§ **DATA FOR THIS EXERCISE**:
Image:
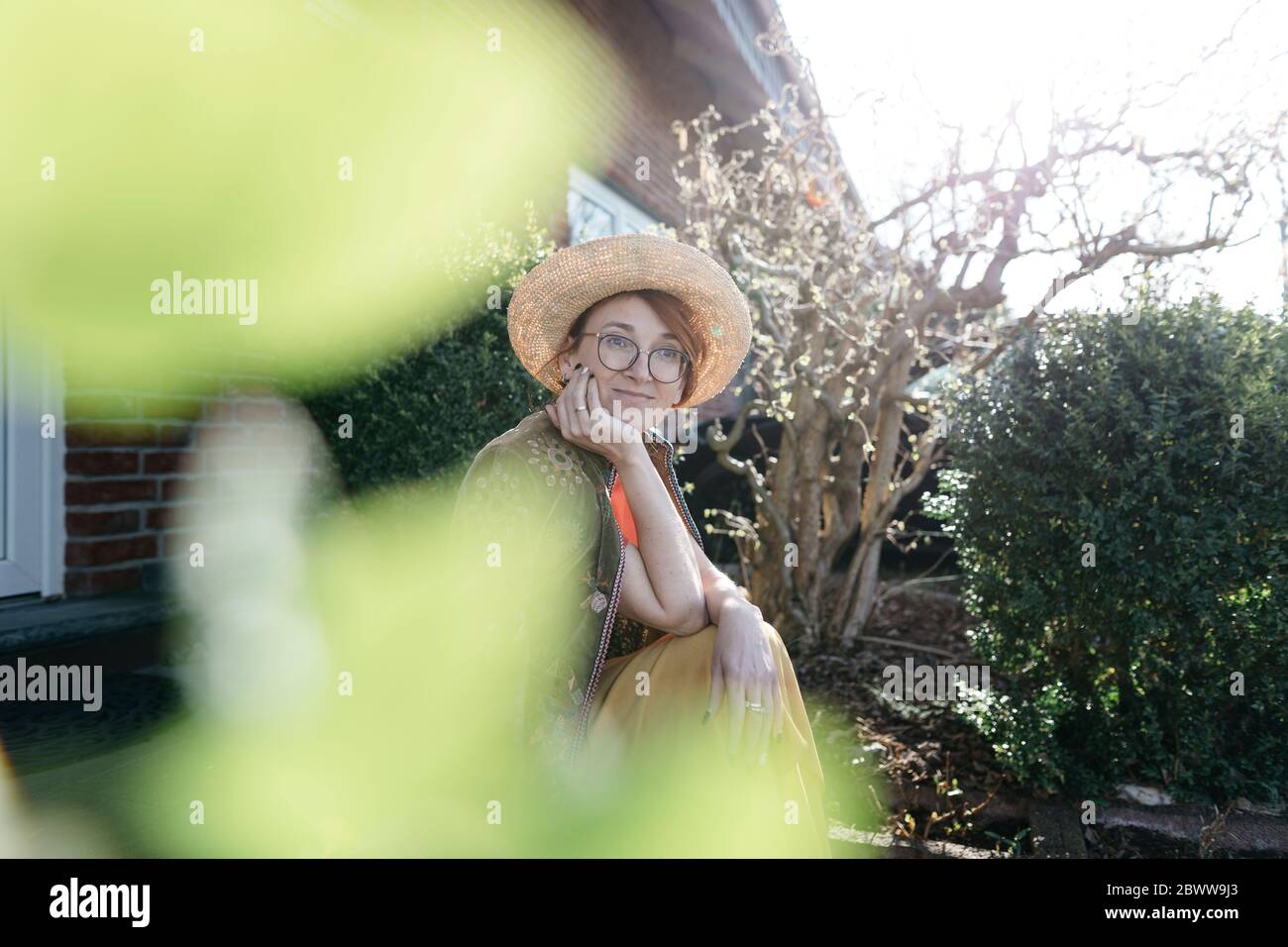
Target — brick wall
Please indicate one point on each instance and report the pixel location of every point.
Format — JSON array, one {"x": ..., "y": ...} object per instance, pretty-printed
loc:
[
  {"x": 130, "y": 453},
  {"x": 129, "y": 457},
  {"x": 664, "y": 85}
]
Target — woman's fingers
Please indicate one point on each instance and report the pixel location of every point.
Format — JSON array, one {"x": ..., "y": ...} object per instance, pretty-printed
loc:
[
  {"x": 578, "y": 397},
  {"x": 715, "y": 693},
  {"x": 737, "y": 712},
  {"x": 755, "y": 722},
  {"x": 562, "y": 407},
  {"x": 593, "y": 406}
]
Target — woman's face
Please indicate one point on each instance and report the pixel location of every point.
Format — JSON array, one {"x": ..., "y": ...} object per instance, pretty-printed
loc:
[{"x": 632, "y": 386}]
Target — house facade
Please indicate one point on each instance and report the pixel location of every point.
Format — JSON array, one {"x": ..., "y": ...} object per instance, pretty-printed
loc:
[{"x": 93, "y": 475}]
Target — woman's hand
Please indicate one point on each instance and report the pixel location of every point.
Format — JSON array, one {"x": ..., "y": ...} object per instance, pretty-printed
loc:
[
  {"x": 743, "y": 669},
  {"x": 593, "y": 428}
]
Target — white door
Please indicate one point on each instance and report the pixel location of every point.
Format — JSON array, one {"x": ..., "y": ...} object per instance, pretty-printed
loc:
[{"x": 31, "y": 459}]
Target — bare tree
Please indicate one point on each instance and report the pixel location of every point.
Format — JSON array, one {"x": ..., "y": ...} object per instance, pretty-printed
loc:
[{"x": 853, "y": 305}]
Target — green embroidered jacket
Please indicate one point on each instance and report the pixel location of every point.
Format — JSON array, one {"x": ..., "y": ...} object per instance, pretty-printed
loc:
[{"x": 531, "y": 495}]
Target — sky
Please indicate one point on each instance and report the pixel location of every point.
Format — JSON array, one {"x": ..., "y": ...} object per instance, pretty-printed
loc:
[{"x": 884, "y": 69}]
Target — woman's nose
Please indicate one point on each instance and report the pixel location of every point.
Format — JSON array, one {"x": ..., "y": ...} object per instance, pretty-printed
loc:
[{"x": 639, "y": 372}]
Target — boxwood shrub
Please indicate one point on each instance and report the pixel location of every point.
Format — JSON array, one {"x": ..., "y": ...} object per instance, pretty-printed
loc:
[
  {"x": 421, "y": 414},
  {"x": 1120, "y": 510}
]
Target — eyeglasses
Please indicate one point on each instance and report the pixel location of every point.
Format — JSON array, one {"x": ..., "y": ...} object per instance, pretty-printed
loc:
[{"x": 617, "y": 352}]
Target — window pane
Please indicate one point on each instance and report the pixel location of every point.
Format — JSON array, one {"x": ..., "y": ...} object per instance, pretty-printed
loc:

§ **WHAT TO WORK ON**:
Copy every line of the material above in which the word "woman" appears.

§ **SOLUTION TO THIS TASK**:
Target — woman's fingers
Target — woman's face
Target — woman's hand
Target — woman's nose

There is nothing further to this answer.